> _Stored records_:
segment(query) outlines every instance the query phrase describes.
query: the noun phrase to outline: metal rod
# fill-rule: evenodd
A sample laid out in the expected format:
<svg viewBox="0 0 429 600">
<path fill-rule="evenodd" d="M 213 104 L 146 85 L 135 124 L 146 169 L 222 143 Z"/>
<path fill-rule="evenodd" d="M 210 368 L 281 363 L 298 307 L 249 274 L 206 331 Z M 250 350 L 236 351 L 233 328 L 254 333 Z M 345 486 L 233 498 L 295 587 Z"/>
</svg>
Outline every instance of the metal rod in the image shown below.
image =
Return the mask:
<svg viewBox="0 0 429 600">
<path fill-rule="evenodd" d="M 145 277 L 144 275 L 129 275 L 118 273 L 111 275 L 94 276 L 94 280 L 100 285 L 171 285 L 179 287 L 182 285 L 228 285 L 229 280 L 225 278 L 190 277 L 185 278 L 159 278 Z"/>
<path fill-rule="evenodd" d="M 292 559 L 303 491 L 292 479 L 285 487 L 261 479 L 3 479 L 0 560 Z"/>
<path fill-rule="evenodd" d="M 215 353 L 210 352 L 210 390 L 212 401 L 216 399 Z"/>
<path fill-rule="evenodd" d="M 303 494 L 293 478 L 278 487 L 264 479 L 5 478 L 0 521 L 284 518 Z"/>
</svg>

> _TASK REQUIREMENTS_: Pull out all lines in the data above that include "query".

> _EXPECTED ANSWER_:
segment(query) outlines every instance the query phrase describes.
query: the noun phrase to outline: metal rod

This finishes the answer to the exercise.